**Source passage:**
Reading gender, or sexually related social roles, out of scripture is also problematic. For one thing much of Jesus’ teaching focuses on the great reversal of all social roles that comes about with the reign of God. Secondly Paul’s primary concern, as mentioned above, is witness in the larger culture. So as it is with sexuality, so with gender. We don’t know if he is affirming social roles as understood by Greco-Roman culture or simply accepting them so that Christians can effectively witness to Jesus Christ in that cultural context. In any case, if Paul is actually affirming the gender roles of his cultural world as normative in God’s order (as some argue he does in his letter to Timothy) then we would also have to accept that master/slave relationships are God-ordained. 


But see, already the word culture comes into the discussion. 


The reality is that men do not come from Mars and women do not come from Venus. Neither do they come out of the Bible or science. Male and female, gay, lesbian, queer, twin-spirited, trans, bi, man, woman: All these concepts arise out of specific cultural framings of human nature and human relations. So every discussion of them is actually a discussion about cultural framings of reality and the perpetuation or overthrowing of those cultural norms that arise from these framings.


Thus  the only fruitful approach to conflicts over these matters is to engage in inter-cultural dialogue using the readily available tools of cultural intelligence, or CQ.


It is the abject failure of Christian leaders across the theological and ideological spectrum to foster inter-cultural dialogue or cultivate cultural intelligence that has resulted in our current United Methodist catastrophe. To be specific, United Methodist leaders of all sorts have assumed a false universality around the Discipline and its theological and social principles.

**Prompt 1:** Using the passage on gender and culture, mark each statement yes or no and quote the words that decide it: (a) Men and women come out of the Bible. (b) CQ stands for cultural intelligence. (c) Paul's main concern is witness in the larger culture.
**Prompt 2:** According to the passage on gender and culture, what have United Methodist leaders of all sorts assumed?
The items have nothing to do with the passage on gender and culture.

Photo object pointing items:
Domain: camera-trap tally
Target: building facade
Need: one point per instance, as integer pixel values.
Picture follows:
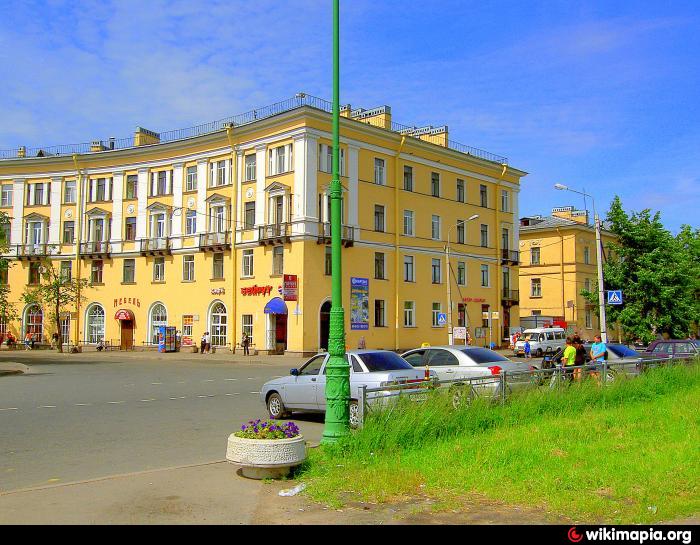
(197, 229)
(558, 260)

**Task solution 1:**
(a) No: "Neither do they come out of the Bible or science."
(b) Yes: "the readily available tools of cultural intelligence, or CQ"
(c) Yes: "Paul’s primary concern, as mentioned above, is witness in the larger culture."

**Task solution 2:** They have assumed a false universality around the Discipline and its theological and social principles.